Job a >>
Echo everything in the drilling passage from "I want to emphasize" down to "increased stage density.", word for word.

I want to emphasize flat pricing. In addition to the commodity price reductions, these economics are a reflective of 5 key economic uplifts.
First, the positive offsets from a 16% reduction in cost. Second, increased stage density.
Third, longer laterals. Fourth, updated inner core type curves.
And finally, our 2015 focus on middle and inner core wells. As you can see, all of these economics reflect a rate of return well north of 40%.
And even at an oil price near $50 per barrel flat, we'll still be very economic. Our Utica land team has been very effective at blocking up our acreage position and the operations team improving the productivity of these wells over the last year.
We have settled in at approximately 67,000 acres and 220 locations. Our 4-well Dynamite pad early production is shown on the graph on the upper right side of the slide relative to our 680,000 barrel type curve.
The average of the 4 wells is performing above our type curve. And it appears that the separation will become greater over time, confirming our expectations that these wells will outperform our prior wells.
These 4 wells are already in the top 5 wells we have drilled in the northern part of the play, showing that we continue to improve on our results. We continue to expect improvements in this play, as we are still very early in our development.
In addition, based on efficiency and service cost reductions, the costs have come down approximately 20% with room to move further. We will begin fracking the coal pad early in March, and we'll be applying our knowledge from the Dynamites to these completions.
Although we do not have a rig scheduled for drilling in this area, the improvements continue to excite us about the longer-term potential of the Utica. Now a quick overview of the drilling activity for 2014.
The company operated spud count was 127 horizontal wells. 116 of those were in the Wattenberg Field and 11 in the Utica.
30 of the 116 Wattenberg spuds were extended reach laterals. The company also participated in 84 non-operated projects, giving a total project count of 211 in 2014.
Moving on to 2015. We have budgeted 119 operated wells, 65% of which will be Niobrara's.
We have revised our budget to 85 non-operated wells in the Wattenberg Field for a total of 204 drilling projects in 2015. One important note.
Our non-op spud and turn-in line count will be impacted by the 2015 plans of our Wattenberg peers. We have yet to see all of their budget releases but are in constant communication with them.

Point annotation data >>
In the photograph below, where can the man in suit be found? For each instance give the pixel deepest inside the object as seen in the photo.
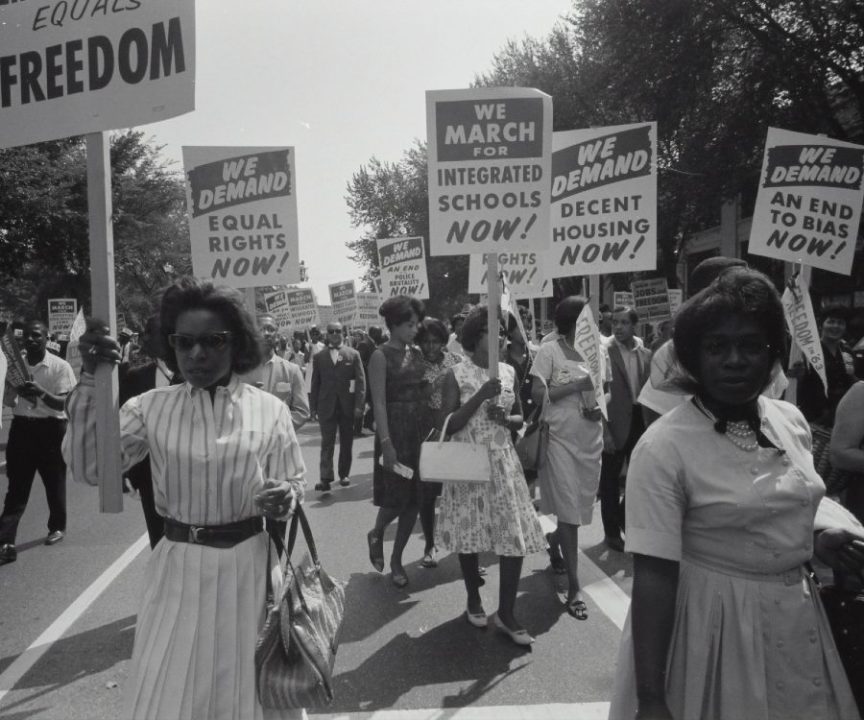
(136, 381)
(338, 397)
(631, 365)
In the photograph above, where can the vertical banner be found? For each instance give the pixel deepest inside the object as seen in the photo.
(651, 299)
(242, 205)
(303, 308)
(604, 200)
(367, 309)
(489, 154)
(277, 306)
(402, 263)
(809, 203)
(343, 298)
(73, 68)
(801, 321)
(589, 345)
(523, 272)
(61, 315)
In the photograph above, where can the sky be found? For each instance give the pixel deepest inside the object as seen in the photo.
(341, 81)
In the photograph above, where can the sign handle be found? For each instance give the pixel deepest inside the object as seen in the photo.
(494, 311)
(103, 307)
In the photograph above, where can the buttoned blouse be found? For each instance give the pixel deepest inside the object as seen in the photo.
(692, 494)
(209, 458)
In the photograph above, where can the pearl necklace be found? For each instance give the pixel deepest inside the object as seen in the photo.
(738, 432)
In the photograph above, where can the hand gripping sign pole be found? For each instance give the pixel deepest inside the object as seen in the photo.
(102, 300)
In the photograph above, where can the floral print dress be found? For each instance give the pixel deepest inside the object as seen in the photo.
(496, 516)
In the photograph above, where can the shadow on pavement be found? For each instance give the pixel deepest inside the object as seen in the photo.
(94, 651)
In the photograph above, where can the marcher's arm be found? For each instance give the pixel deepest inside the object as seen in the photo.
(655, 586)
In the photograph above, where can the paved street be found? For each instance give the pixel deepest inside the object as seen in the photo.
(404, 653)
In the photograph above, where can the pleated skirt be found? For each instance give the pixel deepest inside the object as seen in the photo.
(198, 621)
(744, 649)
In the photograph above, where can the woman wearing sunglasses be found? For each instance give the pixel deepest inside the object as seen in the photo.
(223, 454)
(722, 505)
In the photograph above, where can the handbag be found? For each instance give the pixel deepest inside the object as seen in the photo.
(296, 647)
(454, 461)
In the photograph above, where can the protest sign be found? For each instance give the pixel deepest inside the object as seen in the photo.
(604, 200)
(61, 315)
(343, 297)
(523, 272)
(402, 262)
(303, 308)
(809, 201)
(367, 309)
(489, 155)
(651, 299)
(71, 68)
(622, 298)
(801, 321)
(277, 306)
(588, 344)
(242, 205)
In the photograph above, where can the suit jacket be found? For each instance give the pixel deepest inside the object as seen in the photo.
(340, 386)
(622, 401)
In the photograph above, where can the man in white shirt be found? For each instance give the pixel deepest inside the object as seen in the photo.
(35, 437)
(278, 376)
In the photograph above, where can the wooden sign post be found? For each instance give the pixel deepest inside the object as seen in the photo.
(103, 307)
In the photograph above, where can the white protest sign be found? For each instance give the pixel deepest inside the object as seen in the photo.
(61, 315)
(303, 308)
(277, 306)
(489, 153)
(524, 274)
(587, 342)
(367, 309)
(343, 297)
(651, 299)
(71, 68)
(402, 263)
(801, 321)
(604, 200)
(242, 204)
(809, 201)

Job b >>
Duplicate everything in the records from the line containing "In the photograph above, where can the wooden" down to the final line of the records, including both ends and nothing else.

Worked solution a >>
I want to emphasize flat pricing. In addition to the commodity price reductions, these economics are a reflective of 5 key economic uplifts.
First, the positive offsets from a 16% reduction in cost. Second, increased stage density.

Worked solution b >>
In the photograph above, where can the wooden sign post be found? For each instance give the pixel deepest inside the object as seen in the photo.
(103, 307)
In the photograph above, where can the white protest sign be found? For each instance give the pixel deepest inside the object as seen in the photo.
(61, 315)
(303, 308)
(277, 306)
(489, 153)
(524, 274)
(587, 342)
(367, 309)
(343, 297)
(651, 299)
(71, 68)
(402, 263)
(801, 321)
(604, 200)
(242, 204)
(809, 201)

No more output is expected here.